• [THE TASK]:
Can the data below be echoed back word for word?

------------------------------

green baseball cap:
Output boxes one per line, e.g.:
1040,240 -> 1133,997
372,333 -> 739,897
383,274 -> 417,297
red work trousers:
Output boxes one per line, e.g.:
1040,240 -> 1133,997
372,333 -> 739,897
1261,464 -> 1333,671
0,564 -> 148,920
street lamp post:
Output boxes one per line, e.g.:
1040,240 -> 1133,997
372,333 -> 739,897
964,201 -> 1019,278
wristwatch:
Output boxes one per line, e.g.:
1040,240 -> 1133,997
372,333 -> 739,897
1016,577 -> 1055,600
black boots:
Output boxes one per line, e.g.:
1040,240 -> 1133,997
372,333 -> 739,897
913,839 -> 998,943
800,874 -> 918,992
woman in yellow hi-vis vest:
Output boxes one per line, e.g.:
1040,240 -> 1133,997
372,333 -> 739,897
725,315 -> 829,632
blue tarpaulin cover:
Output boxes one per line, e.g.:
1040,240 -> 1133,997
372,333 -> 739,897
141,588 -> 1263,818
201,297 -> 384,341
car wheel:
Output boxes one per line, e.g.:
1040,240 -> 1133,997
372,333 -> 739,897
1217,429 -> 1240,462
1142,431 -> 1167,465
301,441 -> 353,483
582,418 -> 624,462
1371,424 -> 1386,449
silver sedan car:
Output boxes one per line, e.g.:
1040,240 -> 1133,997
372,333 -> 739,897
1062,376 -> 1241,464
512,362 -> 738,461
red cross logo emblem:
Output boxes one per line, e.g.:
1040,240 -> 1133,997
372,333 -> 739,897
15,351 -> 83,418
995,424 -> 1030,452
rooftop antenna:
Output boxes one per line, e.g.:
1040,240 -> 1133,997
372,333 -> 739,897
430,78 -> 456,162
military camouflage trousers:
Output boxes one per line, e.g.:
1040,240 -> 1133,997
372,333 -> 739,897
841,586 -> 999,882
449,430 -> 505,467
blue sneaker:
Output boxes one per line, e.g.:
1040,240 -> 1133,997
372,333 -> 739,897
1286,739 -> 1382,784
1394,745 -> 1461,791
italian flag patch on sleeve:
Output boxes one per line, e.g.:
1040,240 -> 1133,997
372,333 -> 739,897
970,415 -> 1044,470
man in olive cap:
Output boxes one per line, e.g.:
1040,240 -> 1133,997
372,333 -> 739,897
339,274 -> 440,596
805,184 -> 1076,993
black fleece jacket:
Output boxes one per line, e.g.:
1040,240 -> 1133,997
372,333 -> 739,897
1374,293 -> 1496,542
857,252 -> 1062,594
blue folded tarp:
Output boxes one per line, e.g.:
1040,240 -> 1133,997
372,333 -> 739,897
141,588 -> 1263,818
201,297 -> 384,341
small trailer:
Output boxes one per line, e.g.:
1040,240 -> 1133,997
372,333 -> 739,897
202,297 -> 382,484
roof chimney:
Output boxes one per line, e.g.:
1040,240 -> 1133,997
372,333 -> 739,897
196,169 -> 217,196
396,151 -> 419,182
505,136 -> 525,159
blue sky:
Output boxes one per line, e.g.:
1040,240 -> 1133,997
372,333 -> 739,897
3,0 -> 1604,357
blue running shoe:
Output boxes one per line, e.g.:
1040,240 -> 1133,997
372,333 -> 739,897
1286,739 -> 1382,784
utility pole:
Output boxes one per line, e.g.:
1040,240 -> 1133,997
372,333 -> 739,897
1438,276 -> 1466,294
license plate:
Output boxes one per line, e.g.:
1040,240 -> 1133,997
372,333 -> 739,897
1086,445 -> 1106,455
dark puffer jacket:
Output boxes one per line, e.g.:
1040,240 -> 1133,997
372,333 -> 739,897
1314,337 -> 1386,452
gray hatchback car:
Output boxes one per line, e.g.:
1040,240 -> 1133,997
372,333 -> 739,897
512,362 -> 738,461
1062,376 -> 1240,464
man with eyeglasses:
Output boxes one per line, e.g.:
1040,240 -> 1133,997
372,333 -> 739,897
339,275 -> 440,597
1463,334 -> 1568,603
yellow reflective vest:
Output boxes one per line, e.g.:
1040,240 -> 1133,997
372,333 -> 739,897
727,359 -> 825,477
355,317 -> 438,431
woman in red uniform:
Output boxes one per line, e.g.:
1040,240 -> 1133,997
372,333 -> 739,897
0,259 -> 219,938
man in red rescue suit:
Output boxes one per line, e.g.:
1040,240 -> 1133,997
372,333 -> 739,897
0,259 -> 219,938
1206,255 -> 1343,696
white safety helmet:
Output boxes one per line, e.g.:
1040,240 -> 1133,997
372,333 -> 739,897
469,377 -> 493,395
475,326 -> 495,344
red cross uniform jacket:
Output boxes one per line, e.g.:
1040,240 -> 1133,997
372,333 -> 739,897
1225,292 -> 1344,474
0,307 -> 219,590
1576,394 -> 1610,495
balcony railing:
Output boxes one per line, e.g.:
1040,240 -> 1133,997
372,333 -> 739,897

------------------------------

• [RESULT OF THIS TASK]:
green baseball cap:
Output boxes one per line, e.g.:
1040,240 -> 1133,997
372,333 -> 739,897
383,274 -> 417,297
red work trousers:
Output boxes one per line, e.g.:
1040,240 -> 1133,997
372,333 -> 739,897
1261,464 -> 1333,671
0,564 -> 148,920
street lamp post:
Output boxes one per line, e.g.:
1040,240 -> 1133,997
372,333 -> 739,897
964,201 -> 1019,278
wristwatch:
Output boxes one per line, e.g.:
1040,240 -> 1133,997
372,333 -> 739,897
1016,577 -> 1055,600
black boots:
Output boxes one per line, e.g.:
1040,240 -> 1133,997
372,333 -> 739,897
913,839 -> 998,943
800,874 -> 918,992
woman in yellow hi-vis vest:
Output boxes one per line, e.g.:
1040,240 -> 1133,997
372,333 -> 739,897
725,315 -> 829,632
blue tarpaulin cover:
Output boxes one per line, e.g.:
1040,240 -> 1133,997
372,333 -> 739,897
141,588 -> 1263,818
201,297 -> 384,341
car wheel:
Output boxes one per line, e.g.:
1040,240 -> 1133,997
372,333 -> 739,897
1217,429 -> 1240,462
1142,431 -> 1167,465
301,441 -> 353,483
582,418 -> 624,462
1371,424 -> 1386,449
silver sedan car:
Output boxes one per line, e.g.:
1040,240 -> 1133,997
372,333 -> 739,897
1062,376 -> 1241,464
512,362 -> 738,461
red cross logo emblem:
Output boxes one per line, e.g.:
1040,240 -> 1133,997
372,333 -> 739,897
15,351 -> 83,418
995,424 -> 1030,452
rooftop antenna:
Output boxes one per line, e.g.:
1040,240 -> 1133,997
372,333 -> 739,897
430,78 -> 456,162
military camouflage trousers:
Output boxes one per line, e.g.:
1040,240 -> 1133,997
372,333 -> 739,897
841,586 -> 999,882
449,430 -> 505,467
blue sneaker:
Output boxes one per line, e.g.:
1040,240 -> 1133,997
372,333 -> 739,897
1286,739 -> 1382,784
1394,745 -> 1461,791
italian flag patch on sleeve:
Output boxes one per line, e.g.:
1040,240 -> 1133,997
372,333 -> 739,897
970,415 -> 1044,470
man in olive cap:
Output boxes one per line, e.g.:
1040,240 -> 1133,997
372,333 -> 739,897
339,274 -> 440,596
805,184 -> 1076,993
black fleece jacket:
Output boxes one per line, e.g.:
1040,240 -> 1133,997
372,333 -> 739,897
1374,293 -> 1496,542
857,252 -> 1062,594
blue folded tarp:
Output boxes one per line, e.g.:
1040,240 -> 1133,997
372,333 -> 739,897
141,588 -> 1263,818
201,297 -> 384,341
small trailer:
Output boxes one per line, e.g.:
1040,240 -> 1133,997
372,333 -> 739,897
202,297 -> 382,484
roof chimney:
Output boxes one per line, e.g.:
1040,240 -> 1133,997
372,333 -> 739,897
196,169 -> 217,196
396,151 -> 419,182
505,136 -> 525,159
blue sky:
Output boxes one per line, e.g.:
1040,240 -> 1133,997
372,333 -> 739,897
3,0 -> 1604,357
blue running shoe:
Output boxes one per line, e.g.:
1040,240 -> 1133,997
372,333 -> 739,897
1286,739 -> 1382,784
utility pole:
Output boxes one per line, e.g.:
1040,240 -> 1133,997
372,333 -> 739,897
1438,276 -> 1466,294
license plate:
Output boxes one per line, e.g.:
1040,240 -> 1133,997
372,333 -> 739,897
1086,445 -> 1106,455
dark puffer jacket:
Output boxes one per line, e.g.:
1040,240 -> 1133,997
372,333 -> 739,897
1314,337 -> 1386,452
gray hatchback car:
Output boxes one per line, e.g.:
1040,240 -> 1133,997
372,333 -> 739,897
512,362 -> 738,461
1062,376 -> 1240,464
man with eyeglasses:
Output boxes one per line, e.g.:
1040,240 -> 1133,997
372,333 -> 739,897
339,275 -> 440,597
1463,334 -> 1568,603
yellow reflective vest:
Output boxes one per line, e.g.:
1040,240 -> 1133,997
372,333 -> 739,897
727,359 -> 825,477
355,317 -> 438,431
woman in red uniform:
Output boxes one per line, e.g.:
1040,240 -> 1133,997
372,333 -> 739,897
0,259 -> 219,938
man in red rescue suit:
Output boxes one per line, e.g.:
1040,240 -> 1133,997
372,333 -> 739,897
0,259 -> 219,938
1206,255 -> 1343,696
white safety helmet:
Output boxes one per line, e.g.:
1040,240 -> 1133,997
372,333 -> 739,897
469,377 -> 493,395
475,326 -> 495,344
red cross uniform jacket:
Output boxes one per line, e.g.:
1040,240 -> 1133,997
372,333 -> 739,897
1225,292 -> 1344,474
0,307 -> 219,590
1576,394 -> 1610,495
balcony railing:
Output boxes one per line, e.g.:
1040,240 -> 1133,997
372,333 -> 739,897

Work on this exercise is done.